» **PAGE EXCERPT**
BEGIN

Object Queryers are defined by the special object expression shown above. It has many sub-Queryers. All sub-Queryers are applied on the current DOM Node. The result of the ObjectQueryer is a JSON Object (or a Java Map<String, Object>). The results from each sub-Queryer is added as a field of resulting JSON Object.

Example:

{
    "foo": "text://h1",
    "bar": "text://h2",
    "baz": "text://h3"
}

Applied on:

<div><h3>!</h3><h2>world</h2><h1>hello</h1></div>

Yields:

{
    "foo": "hello",
    "bar": "world",
    "baz": "!"
}

single Queryer

A single Queryer extracts values from single DOM Node. It gets a DOM Node that matches the XPath expression of the "from" property. Then the Queryer defined by the "select" property is applied on the node matched by "from". The result is a value generated by the Queryer in the "select" property.

Properties:

  • from
    (string, required) The XPath expression to apply on the current node.
  • select
    (Queryer, required) A sub-Queryer to apply on the matched node from "from".

Example:

{
    "key1": {
        "_type": "single",
        "from": "//td[text() = 'key1']",
        "select": "text:../td[2]"
    },
    "key2": {
        "_type": "single",
        "from": "//td[text() = 'key2']",
        "select": {
            "value": "text:../td[2]"
        }
    }
}

Applied on:

<table>
    <tr>
        <td>key1</td>
        <td>value1</td>
    </tr>
    <tr>
        <td>key2</td>
        <td>value2</td>
    </tr>
</table>

Yields:

{
    "key1": "value1",
    "key2": {
        "value": "value2"
    }
}

list Queryer

A list Queryer extracts values from multiple DOM Nodes sharing the same XPath. It first gets all DOM Nodes that matches the XPath expression of the "from" property. Then the Queryer defined by the "select" property is applied on each node matched by "from". The result is a JSON Array (or a Java List) of each result generated by the Queryer in the "select" property.

Properties:

  • from
    (string, required) The XPath expression to apply on the current node.
  • select
    (Queryer, required) A sub-Queryer to apply on each matched node from "from".

Example:

{
    "_type": "list",
    "from": "//p",
    "select": "text:."
}

Applied on:

<div><p>hello</p><p>world</p><p>!</p></div>

Yields:

["hello", "world", "!"]

Another Example:

{
    "_type": "list",
    "from": "//a",
    "select": {
        "name": "text:.",
        "url": "text:./@href"
    }
}

Applied on:

<div>
    <a href="http://www.example.com/foo">foo</a>
    <a href="http://www.example.net/bar">bar</a>
    <a href="http://www.example.org/baz">baz</a>
</div>

Yields:

[
    {"name": "foo", "url": "http://www.example.com/foo"},
    {"name": "bar", "url": "http://www.example.net/bar"},
    {"name": "baz", "url": "http://www.example.org/baz"}
]

date Queryer

Just like the text queryer. But it converts the result into a java.util.Date object. This is only meaningful in Java. You can adjust the date format as defined by java.text.SimpleDateFormat .

END

(Segmentation labeling rows)

BEGIN

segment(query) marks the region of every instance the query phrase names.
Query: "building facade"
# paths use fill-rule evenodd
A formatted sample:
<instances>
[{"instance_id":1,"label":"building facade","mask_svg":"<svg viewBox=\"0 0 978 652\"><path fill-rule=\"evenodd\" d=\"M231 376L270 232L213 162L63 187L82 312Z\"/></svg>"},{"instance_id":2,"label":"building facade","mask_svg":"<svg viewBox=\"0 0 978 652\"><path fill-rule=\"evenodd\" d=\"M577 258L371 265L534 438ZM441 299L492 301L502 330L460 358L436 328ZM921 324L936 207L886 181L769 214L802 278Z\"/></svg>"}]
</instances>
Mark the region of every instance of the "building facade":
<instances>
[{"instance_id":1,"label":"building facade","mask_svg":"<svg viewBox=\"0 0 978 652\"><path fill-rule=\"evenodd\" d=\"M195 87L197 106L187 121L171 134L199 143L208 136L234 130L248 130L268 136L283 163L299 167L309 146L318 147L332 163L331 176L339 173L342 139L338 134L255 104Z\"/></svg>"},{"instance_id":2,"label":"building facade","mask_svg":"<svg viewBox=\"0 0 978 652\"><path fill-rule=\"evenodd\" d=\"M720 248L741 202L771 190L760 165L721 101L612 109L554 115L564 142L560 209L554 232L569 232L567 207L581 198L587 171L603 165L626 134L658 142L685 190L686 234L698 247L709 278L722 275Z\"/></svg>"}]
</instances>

END

» **WRITTEN TASK 1**
Reproduce word for word everything in the Queryer documentation from "Object Queryers are" down to "resulting JSON Object.".
» **WRITTEN TASK 2**
List every URL that the Queryer documentation gives as an href value.
These rows have no connection to the Queryer documentation.

» **EXPECTED OUTPUT 1**
Object Queryers are defined by the special object expression shown above. It has many sub-Queryers. All sub-Queryers are applied on the current DOM Node. The result of the ObjectQueryer is a JSON Object (or a Java Map<String, Object>). The results from each sub-Queryer is added as a field of resulting JSON Object.

» **EXPECTED OUTPUT 2**
http://www.example.com/foo
http://www.example.net/bar
http://www.example.org/baz